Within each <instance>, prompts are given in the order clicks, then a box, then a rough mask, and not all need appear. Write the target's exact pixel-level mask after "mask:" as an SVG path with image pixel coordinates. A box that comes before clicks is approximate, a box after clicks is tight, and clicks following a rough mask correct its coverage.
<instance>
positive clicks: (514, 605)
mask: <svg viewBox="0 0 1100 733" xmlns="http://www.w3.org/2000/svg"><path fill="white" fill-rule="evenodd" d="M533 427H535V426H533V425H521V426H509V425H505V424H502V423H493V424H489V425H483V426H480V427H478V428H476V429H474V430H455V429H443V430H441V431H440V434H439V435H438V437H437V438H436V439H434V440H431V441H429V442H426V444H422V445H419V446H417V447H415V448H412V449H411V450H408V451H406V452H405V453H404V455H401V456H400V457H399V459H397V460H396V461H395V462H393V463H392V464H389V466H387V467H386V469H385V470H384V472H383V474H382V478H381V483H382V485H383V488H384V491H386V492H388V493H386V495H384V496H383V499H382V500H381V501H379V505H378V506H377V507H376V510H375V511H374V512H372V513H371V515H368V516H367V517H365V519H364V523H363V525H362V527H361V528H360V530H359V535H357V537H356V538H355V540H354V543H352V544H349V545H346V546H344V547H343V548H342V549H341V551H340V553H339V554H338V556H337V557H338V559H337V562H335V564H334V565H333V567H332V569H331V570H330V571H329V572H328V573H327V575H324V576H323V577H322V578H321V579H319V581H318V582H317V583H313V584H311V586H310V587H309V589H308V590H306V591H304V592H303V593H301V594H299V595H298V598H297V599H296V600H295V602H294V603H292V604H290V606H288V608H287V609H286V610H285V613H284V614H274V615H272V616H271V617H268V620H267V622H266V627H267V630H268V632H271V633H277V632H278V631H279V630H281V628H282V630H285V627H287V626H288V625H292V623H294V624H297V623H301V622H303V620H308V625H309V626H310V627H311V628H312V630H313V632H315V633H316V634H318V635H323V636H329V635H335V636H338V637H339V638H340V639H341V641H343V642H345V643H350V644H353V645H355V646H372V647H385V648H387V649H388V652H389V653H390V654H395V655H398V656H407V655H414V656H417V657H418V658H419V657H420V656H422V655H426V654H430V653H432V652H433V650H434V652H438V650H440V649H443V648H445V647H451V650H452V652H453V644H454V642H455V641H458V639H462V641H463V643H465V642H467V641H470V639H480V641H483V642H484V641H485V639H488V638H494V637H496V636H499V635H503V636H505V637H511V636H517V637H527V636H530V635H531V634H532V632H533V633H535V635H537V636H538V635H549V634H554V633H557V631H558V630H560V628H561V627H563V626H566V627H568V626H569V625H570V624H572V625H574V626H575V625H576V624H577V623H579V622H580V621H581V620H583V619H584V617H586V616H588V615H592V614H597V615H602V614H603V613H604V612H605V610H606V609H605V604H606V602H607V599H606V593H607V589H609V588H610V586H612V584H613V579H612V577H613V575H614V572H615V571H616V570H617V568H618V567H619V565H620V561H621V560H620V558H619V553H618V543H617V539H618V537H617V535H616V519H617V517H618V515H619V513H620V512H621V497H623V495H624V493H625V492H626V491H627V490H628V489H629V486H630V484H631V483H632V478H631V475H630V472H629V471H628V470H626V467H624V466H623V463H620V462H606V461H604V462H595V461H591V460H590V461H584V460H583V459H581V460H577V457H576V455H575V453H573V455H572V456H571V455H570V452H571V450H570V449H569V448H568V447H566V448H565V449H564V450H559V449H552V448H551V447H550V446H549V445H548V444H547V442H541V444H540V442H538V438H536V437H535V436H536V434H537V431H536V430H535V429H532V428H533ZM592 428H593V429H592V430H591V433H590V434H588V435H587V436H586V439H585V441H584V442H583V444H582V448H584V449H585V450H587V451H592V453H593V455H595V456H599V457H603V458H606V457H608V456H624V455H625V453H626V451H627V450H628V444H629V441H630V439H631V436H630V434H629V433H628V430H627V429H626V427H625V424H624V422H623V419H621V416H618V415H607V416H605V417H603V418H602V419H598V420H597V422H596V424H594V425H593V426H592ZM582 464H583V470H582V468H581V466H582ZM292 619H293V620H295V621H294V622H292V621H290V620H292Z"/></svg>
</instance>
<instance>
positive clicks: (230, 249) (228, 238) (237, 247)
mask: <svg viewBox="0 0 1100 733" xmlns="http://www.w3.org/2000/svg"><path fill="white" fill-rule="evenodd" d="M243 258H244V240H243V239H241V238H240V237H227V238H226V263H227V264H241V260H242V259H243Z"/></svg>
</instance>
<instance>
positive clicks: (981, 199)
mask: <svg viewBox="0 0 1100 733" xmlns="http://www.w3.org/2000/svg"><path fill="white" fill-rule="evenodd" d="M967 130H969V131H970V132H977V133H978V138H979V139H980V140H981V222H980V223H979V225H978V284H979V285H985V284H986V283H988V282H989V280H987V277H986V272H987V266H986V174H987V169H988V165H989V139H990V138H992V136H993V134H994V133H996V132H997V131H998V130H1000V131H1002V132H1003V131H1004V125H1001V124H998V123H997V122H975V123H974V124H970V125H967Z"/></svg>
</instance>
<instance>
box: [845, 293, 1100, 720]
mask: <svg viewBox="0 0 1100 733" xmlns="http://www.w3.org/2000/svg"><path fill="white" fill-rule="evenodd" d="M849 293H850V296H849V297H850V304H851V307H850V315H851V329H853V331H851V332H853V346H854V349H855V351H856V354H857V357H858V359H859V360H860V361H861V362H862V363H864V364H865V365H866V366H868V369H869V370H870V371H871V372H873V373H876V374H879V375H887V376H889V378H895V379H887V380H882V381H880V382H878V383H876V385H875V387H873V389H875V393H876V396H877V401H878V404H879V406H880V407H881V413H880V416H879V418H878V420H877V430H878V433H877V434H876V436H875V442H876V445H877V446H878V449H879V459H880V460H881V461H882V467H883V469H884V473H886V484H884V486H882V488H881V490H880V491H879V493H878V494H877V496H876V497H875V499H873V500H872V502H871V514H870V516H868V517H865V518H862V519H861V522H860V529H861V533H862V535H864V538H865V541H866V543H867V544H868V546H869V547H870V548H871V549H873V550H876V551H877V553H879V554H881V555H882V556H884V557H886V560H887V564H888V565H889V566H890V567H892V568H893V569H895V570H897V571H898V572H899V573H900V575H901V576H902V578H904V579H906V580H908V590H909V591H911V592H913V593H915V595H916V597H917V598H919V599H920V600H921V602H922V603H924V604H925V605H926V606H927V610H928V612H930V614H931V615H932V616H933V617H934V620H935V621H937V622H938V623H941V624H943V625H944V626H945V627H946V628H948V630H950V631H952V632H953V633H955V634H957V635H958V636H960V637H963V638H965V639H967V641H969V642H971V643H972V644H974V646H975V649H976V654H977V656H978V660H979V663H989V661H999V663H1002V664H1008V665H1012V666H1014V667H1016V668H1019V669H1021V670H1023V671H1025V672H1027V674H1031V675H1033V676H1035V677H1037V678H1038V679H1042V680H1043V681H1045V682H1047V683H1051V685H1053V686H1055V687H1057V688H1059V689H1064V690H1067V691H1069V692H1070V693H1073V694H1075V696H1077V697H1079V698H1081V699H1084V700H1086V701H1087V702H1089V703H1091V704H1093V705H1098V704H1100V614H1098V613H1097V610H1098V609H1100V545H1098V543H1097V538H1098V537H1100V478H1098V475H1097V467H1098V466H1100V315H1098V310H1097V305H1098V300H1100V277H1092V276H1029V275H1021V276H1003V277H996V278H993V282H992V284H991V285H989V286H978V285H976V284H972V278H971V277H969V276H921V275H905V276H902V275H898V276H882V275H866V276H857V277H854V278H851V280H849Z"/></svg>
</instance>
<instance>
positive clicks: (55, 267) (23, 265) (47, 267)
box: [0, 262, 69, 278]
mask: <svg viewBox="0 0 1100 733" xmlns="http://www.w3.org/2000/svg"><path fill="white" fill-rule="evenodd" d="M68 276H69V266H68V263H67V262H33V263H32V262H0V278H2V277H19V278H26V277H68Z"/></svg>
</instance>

- YOUR ASSIGNMENT
Can you reproduce the data above word for word, starting at its very first line and stopping after the line that contains "positive clicks: (514, 605)", with both of those lines included?

- COMPLETED TASK
Within each <instance>, prompts are given in the order clicks, then a box, then a rough mask, and not all need appear. Write the target's exact pixel-level mask after "mask:" as an SVG path with image pixel coordinates. A box that comes before clicks is approximate, a box after clicks is tight, and clicks following a rough mask correct its coverage.
<instance>
positive clicks: (514, 605)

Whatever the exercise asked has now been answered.